На лавке лежала целая стопка таких же затертых и растрепанных журналов. Я молча сунул свой на верх, решив не спорить. Расшифровку через пару часиков мне сообщил наш борттехник. «ЖПС на ПТО» означает «Журнал Подготовки Самолета (отнести) на Пункт Технического Осмотра (пересадку)». ППП, ПВП, НПП, ОПП - сколько аббревиатур вдалбливается в голову любому авиатору! ВПП бывают БВПП и ГВПП. В авиации вообще любят все сокращать, причем, хотя в славянских алфавитах буковок побольше будет, чем в латинских, все равно их не хватает и одно и то же сочетание звуков в зависимости от контекста может означать совершенно разные вещи.

-.-.-

* _Что нужно сделать_
1. Повторите дословно отрывок текста об авиационных сокращениях от слов «На лавке лежала» до слов «совершенно разные вещи.».
2. Продолжите текст об авиационных сокращениях, начав сразу после его последнего предложения.
Строки ниже никак не связаны с текстом об авиационных сокращениях.

* _Исходные данные_
-.-.-

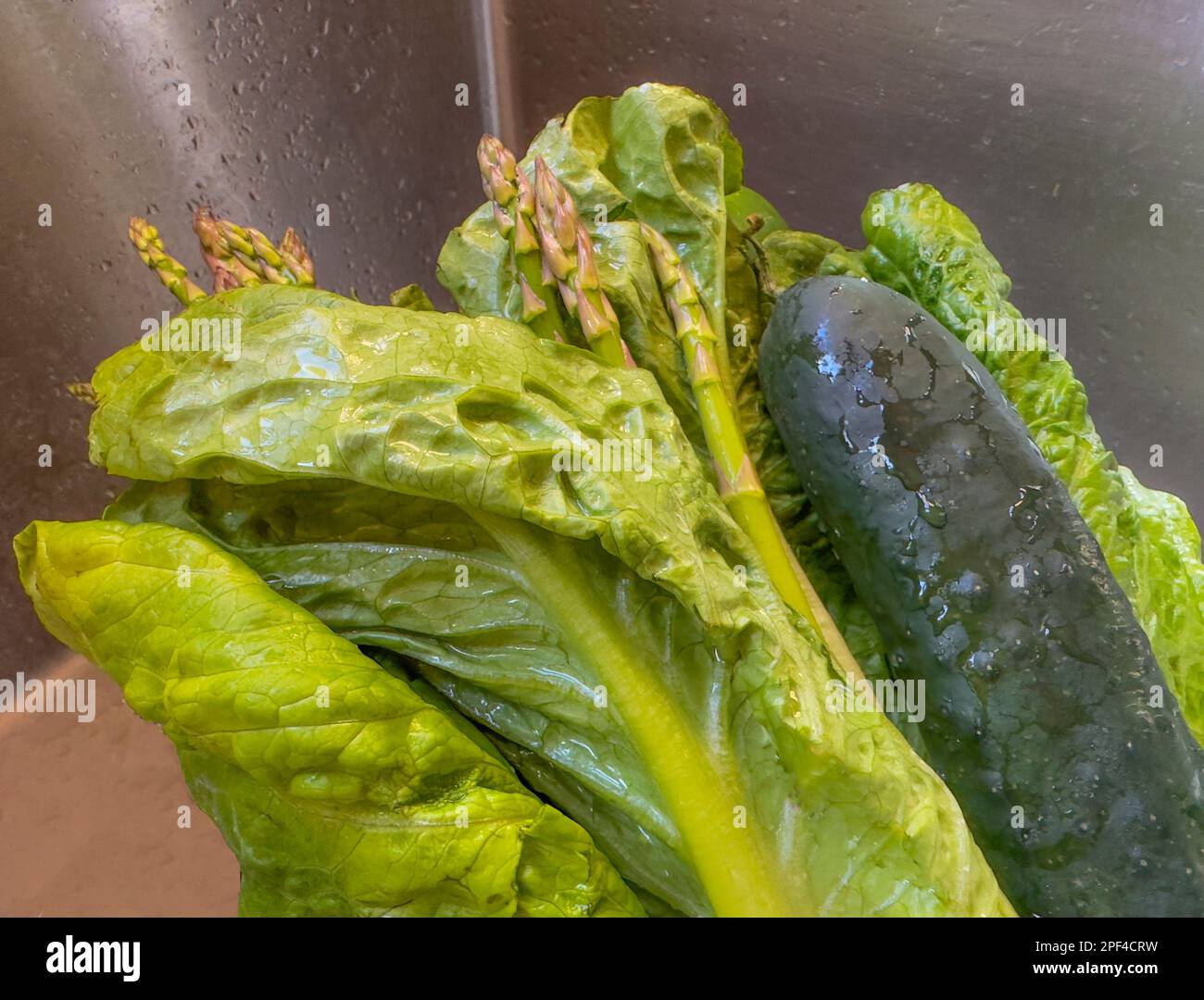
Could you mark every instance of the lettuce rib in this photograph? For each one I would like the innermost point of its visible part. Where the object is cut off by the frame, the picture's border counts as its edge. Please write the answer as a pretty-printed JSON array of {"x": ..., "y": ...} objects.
[{"x": 342, "y": 790}]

-.-.-

* _Результаты упражнения_
1.
На лавке лежала целая стопка таких же затертых и растрепанных журналов. Я молча сунул свой на верх, решив не спорить. Расшифровку через пару часиков мне сообщил наш борттехник. «ЖПС на ПТО» означает «Журнал Подготовки Самолета (отнести) на Пункт Технического Осмотра (пересадку)». ППП, ПВП, НПП, ОПП - сколько аббревиатур вдалбливается в голову любому авиатору! ВПП бывают БВПП и ГВПП. В авиации вообще любят все сокращать, причем, хотя в славянских алфавитах буковок побольше будет, чем в латинских, все равно их не хватает и одно и то же сочетание звуков в зависимости от контекста может означать совершенно разные вещи.

2.
ТРД - теория реактивных двигателей - наука. И ТРД - собственно турбореактивный двигатель, ее младший брат. А вот ТВД - турбовинтовой двигатель и театр военных действий одновременно. ППМ - поворотный пункт маршрута, ПРМ - приводной радиомаяк. Тоже бывает ДПРМ и БПРМ. ТЗ - топливозаправщик, БЗ - бензинозаправщик, МЗ - маслозаправщик, ВЗ - (идите накуй, какой воздухозапращик, я сейчас о другом) воздухозаборник, КЗ (вы что, с ума сошли, пехота тупорылая, я вам покажу кислородозаправщик... нет, и не Красное Знамя, вы что, Биглер.ру на ночь читаете?) - командир звена.


Извините, отвлекся.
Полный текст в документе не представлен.